◆ **Problem details**: Rewrite every row below as a numbered list, skipping blank lines and leaving out the pictures.

◆ **Records provided**:

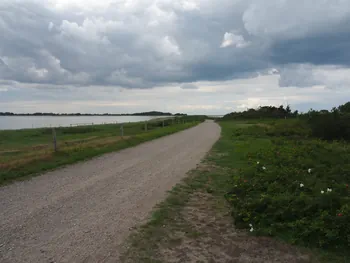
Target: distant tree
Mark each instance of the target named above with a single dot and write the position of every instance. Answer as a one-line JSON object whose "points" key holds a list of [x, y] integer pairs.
{"points": [[345, 108]]}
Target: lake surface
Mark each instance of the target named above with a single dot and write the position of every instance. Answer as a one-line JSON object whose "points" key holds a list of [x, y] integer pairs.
{"points": [[28, 122]]}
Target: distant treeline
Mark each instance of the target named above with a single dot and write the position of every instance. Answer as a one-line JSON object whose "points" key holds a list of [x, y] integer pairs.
{"points": [[324, 124], [149, 113]]}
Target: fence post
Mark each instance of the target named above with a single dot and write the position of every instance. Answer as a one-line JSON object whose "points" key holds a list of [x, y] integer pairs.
{"points": [[121, 130], [54, 139]]}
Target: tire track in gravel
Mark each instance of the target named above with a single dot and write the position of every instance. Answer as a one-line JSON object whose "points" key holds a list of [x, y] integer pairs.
{"points": [[83, 212]]}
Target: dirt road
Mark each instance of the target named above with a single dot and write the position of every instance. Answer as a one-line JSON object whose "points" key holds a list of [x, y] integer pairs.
{"points": [[83, 212]]}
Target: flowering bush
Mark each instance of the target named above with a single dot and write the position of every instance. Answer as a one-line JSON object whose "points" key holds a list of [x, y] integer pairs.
{"points": [[303, 196]]}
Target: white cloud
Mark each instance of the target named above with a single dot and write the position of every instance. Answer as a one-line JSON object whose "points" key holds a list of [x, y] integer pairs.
{"points": [[50, 26], [232, 39], [189, 86], [293, 18], [169, 46]]}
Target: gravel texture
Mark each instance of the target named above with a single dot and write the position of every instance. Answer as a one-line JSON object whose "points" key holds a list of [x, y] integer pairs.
{"points": [[83, 212]]}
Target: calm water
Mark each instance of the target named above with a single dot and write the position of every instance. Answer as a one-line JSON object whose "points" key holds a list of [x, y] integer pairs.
{"points": [[27, 122]]}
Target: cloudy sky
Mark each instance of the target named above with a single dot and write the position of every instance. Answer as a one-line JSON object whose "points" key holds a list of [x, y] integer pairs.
{"points": [[194, 56]]}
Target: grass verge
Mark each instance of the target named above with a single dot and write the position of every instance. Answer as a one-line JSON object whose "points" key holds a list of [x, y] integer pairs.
{"points": [[23, 155], [229, 186]]}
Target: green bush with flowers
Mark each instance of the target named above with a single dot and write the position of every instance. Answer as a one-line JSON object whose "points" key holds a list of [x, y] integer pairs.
{"points": [[295, 188]]}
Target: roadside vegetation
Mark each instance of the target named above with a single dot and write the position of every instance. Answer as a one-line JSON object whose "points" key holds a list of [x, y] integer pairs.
{"points": [[282, 176], [28, 152]]}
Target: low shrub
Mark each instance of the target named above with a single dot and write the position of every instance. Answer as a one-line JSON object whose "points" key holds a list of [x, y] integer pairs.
{"points": [[296, 189]]}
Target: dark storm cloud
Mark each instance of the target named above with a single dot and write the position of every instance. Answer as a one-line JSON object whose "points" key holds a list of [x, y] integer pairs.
{"points": [[188, 86], [159, 43]]}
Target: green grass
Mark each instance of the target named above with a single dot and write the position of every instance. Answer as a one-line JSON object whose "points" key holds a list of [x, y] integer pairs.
{"points": [[270, 199], [26, 153]]}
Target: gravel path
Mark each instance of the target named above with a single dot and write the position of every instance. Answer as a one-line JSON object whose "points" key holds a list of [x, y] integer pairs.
{"points": [[83, 212]]}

◆ **Result for this exercise**:
1. Target: distant tree
2. Mark each instance of the target named above with a single dot and write the position of every instance. Answer as a one-line JSON object whose "points" key holds a list of [x, y] integer pairs.
3. {"points": [[345, 108]]}
4. Target: lake surface
5. Mark each instance of the target named above with a single dot and write the position of every instance. Answer as a one-line JSON object whose "points" key holds a list of [x, y] integer pairs.
6. {"points": [[28, 122]]}
7. Target: distant treeline
8. Mark each instance of the target named above with a single dot and write the position of every instance. Answer as a one-line JSON object whose "points" key holds a list of [x, y] integer pairs.
9. {"points": [[324, 124], [149, 113]]}
10. Target: fence post
11. Mark each instance of the target named above with a single dot and write the position of every instance. Answer as a one-line JSON object whose "points" key holds a list of [x, y] integer pairs.
12. {"points": [[121, 130], [54, 139]]}
13. Target: tire track in gravel
14. Mark each instance of the target named above with a single dot and write the position of every instance. Answer as a one-line JSON object whose "points" key holds a list of [x, y] integer pairs.
15. {"points": [[83, 212]]}
16. Target: dirt road
17. Mark each instance of the target named above with a single dot and write the position of every instance. Answer as a one-line JSON object whose "points" key holds a list of [x, y] integer pairs.
18. {"points": [[83, 212]]}
19. Target: flowering bush
20. Mark each instance of the target named above with a single dot and write the position of every instance. Answer as a one-line JSON object whose "points" key holds a list of [x, y] integer pairs.
21. {"points": [[303, 196]]}
22. Target: white cloud
23. Mark each instance of the target named above with a single dot and write the position of every instance. Answer as a one-line JSON object whose "points" key holds a list of [x, y] integer pairs.
24. {"points": [[50, 26], [232, 39], [189, 86], [293, 18], [169, 46]]}
25. Target: gravel texture
26. Mark each instance of the target named above with a single dot and write the position of every instance. Answer as a one-line JSON object whose "points" key holds a list of [x, y] integer pairs.
27. {"points": [[83, 212]]}
28. Target: calm water
29. Mark each instance of the target named above with a single dot and write the position of every instance. Answer as a one-line JSON object whose "points" key holds a list of [x, y] integer pairs.
30. {"points": [[27, 122]]}
31. Target: cloudy sky
32. Mark each instance of the target named above with a single dot and write the position of every instance. Answer as a one-line JSON object whose "points" key holds a list of [x, y] integer pairs.
33. {"points": [[194, 56]]}
34. Target: grass verge
35. Mark each instance of the target named above with a single dot and write the position of every instance. Answer as a one-line JSON object whose "points" key holds a list of [x, y] integer pairs.
36. {"points": [[23, 155], [229, 186]]}
37. Target: green bush with flowers
38. Mark each instance of the target named above with a single dot and write the position of every instance. Answer as a one-line JSON object whose "points" key holds a list of [x, y] integer pairs.
39. {"points": [[295, 188]]}
40. Target: roadside vegetation
41. Mark each instance of the target named above with a single dot and write the position of every instance. Answer as a one-line JSON object whose "points" key holds a list of [x, y] integer pairs.
42. {"points": [[282, 176], [28, 152]]}
43. Target: low shrub
44. Mark each instance of the target named above with a single dot and write the position of every instance. Answer as a one-line JSON object whose "points" key holds a list of [x, y] integer pairs.
45. {"points": [[296, 189]]}
46. Target: dark storm cloud
47. Mark each instance of the target named above with a single dot and write the position of every instance. Answer as a one-line JSON object whose "points" key holds a list of [x, y] integer pairs.
48. {"points": [[188, 86], [159, 43]]}
49. Target: green grass
50. Mark each instance of the target named above with a single dot and write the position of every instance. Answer as a one-line JSON object whose "points" key holds a list of [x, y] integer pairs.
51. {"points": [[270, 199], [26, 153]]}
52. Target: gravel path
53. Mark each instance of the target named above with a single dot and write the position of every instance. Answer as a one-line JSON object whose "points" key holds a list of [x, y] integer pairs.
54. {"points": [[83, 212]]}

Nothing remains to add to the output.